■ **Exercise goal**: Reproduce the listing below line for line, without changing a single character.

■ **The input**:
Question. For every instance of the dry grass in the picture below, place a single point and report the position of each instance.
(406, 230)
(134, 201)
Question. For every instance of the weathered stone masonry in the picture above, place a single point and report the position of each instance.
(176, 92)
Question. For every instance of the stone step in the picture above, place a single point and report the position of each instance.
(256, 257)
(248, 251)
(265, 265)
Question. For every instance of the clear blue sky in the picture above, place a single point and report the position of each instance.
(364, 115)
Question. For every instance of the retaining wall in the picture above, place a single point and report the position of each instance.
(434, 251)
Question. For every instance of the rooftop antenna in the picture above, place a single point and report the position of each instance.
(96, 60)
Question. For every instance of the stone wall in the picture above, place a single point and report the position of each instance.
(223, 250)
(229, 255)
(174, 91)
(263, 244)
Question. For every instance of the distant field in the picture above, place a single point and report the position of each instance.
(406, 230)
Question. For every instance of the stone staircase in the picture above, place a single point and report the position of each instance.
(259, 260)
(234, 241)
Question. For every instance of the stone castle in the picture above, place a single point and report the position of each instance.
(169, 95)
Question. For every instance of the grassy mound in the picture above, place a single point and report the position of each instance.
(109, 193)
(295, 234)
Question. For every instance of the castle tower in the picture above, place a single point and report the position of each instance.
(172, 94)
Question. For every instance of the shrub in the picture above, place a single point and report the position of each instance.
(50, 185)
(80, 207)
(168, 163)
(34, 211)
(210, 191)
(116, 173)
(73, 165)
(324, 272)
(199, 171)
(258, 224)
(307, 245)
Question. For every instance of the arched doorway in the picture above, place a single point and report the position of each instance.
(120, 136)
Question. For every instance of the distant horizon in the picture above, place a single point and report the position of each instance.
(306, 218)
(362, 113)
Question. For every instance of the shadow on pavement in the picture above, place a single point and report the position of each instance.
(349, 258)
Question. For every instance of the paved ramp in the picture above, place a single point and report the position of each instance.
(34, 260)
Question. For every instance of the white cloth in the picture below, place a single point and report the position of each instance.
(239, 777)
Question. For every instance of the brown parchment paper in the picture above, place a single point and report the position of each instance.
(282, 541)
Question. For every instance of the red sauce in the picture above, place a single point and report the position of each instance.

■ **Reply to the exercise**:
Question. For every instance of the dry grass in the picture below, place a single point and report the position of each instance.
(406, 230)
(134, 201)
Question. For every instance of the weathered stone masonry in the picture above, place a single point and report the position of each instance.
(176, 92)
Question. For every instance of the stone step in the picture above, place a single point and report the position of each instance.
(256, 257)
(248, 251)
(265, 265)
Question. For every instance of the clear blue sky in the picture above, place a single point and report the position of each instance.
(364, 115)
Question. For every instance of the retaining wall in the picture above, place a single point and report the position of each instance.
(434, 251)
Question. For every instance of the rooftop antenna in the picture above, place a single point and report the position of each instance.
(96, 60)
Question. For every instance of the stone wall in the picture above, place a single point and report the position of each instance.
(223, 250)
(229, 255)
(174, 91)
(263, 244)
Question. For every instance of the distant field in the picture above, place a single point and report the position of each instance.
(406, 230)
Question. For every instance of the stone staircase in the picture above, place a single point and report the position of each instance.
(259, 260)
(234, 241)
Question. For every instance of the stone castle in the picture above, place a single point and report the position of each instance.
(169, 95)
Question. For every instance of the grassy mound in the picture above, place a single point and report the position of each instance.
(109, 193)
(295, 234)
Question. For every instance of the castle tower in the picture above, place a single point and report the position of each instance.
(172, 94)
Question. For every instance of the shrub in the picture above, place a single point and report the position of each instance.
(50, 185)
(80, 207)
(168, 163)
(34, 211)
(210, 191)
(116, 173)
(73, 165)
(324, 272)
(199, 171)
(258, 224)
(307, 245)
Question. For every instance of the arched doorway in the picture above, place a single point and report the position of each instance.
(120, 136)
Question. For every instance of the distant horizon in the picture above, place a single point and report the position of each instance.
(306, 218)
(362, 113)
Question. For every instance of the shadow on pavement in the picture above, place a single point and report the position of each instance.
(349, 258)
Question. For every instance of the paved ramp in the picture above, place a single point and report the position of each instance.
(34, 260)
Question. For every instance of the white cloth in the picture below, place a single point and report the position of each instance.
(239, 777)
Question. For every instance of the brown parchment paper in the picture above, place a single point and report the position of each instance.
(282, 541)
Question. For every instance of the red sauce in the picture above, place a single point and report the position of each instance.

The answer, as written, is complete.